*** Records for this exercise Section Begins ***

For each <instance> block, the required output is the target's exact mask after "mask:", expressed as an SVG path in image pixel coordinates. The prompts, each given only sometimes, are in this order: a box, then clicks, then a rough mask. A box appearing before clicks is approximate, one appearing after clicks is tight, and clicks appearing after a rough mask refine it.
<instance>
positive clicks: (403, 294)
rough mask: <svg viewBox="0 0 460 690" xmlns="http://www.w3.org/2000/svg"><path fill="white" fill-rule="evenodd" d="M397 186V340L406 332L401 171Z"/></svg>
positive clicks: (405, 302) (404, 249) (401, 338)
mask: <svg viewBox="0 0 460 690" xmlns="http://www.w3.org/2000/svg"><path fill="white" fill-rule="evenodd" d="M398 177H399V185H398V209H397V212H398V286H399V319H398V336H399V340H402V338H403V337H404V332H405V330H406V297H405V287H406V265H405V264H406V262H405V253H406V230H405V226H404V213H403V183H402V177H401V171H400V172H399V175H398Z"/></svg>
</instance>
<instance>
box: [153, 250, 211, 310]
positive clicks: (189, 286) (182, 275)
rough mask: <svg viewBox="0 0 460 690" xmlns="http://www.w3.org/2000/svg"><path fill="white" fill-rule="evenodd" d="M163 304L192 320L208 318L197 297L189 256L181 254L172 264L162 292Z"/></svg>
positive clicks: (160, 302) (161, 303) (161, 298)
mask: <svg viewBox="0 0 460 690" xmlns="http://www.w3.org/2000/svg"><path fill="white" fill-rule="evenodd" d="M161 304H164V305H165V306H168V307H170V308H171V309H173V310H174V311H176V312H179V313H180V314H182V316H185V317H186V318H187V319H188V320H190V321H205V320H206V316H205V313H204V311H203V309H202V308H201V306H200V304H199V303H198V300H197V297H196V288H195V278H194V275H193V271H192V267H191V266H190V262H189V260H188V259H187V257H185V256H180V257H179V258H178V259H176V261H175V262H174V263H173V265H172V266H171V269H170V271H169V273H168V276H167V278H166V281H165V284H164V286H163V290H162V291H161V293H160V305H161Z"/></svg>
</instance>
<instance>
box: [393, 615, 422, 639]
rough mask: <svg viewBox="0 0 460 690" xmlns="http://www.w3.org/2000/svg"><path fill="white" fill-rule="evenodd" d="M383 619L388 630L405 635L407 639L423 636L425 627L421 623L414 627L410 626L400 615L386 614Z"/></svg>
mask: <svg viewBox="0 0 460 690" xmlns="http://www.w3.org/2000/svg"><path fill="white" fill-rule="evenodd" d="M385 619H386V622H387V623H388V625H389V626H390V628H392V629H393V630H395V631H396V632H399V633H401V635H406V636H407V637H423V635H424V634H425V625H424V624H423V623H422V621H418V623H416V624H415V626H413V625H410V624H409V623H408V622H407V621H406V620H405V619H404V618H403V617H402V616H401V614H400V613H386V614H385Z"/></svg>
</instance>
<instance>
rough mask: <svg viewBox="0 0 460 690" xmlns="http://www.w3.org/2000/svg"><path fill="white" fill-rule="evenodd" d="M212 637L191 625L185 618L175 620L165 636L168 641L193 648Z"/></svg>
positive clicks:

*** Records for this exercise Section Ends ***
*** Records for this exercise Section Begins ***

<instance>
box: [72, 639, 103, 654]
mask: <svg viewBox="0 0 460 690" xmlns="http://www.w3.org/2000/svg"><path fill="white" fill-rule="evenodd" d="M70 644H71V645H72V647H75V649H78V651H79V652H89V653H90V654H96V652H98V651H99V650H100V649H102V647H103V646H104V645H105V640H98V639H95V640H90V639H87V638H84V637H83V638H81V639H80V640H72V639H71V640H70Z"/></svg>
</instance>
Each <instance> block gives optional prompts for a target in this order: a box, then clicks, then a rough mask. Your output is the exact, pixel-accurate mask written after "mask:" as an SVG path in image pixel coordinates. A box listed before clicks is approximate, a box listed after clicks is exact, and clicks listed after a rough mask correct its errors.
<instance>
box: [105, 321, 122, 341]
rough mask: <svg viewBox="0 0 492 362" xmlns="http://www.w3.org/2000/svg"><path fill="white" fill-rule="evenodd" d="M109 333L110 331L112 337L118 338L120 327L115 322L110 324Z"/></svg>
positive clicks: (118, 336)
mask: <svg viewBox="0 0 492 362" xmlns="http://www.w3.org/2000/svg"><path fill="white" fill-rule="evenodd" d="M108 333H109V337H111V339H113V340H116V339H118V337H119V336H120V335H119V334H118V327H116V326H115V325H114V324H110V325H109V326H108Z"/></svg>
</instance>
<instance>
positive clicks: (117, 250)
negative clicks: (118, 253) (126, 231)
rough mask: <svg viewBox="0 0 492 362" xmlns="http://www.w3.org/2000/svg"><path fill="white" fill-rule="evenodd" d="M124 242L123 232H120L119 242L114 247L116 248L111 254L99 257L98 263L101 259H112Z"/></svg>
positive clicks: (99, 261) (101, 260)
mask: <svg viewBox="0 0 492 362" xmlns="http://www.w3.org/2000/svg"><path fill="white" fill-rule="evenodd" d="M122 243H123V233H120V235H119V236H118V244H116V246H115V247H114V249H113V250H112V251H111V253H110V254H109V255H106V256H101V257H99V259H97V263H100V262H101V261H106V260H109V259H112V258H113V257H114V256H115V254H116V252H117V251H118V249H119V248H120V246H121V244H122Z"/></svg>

*** Records for this exercise Section Ends ***

- **Problem to solve**
Return only the number of lines in the data above that include the word "before".

- **Answer**
2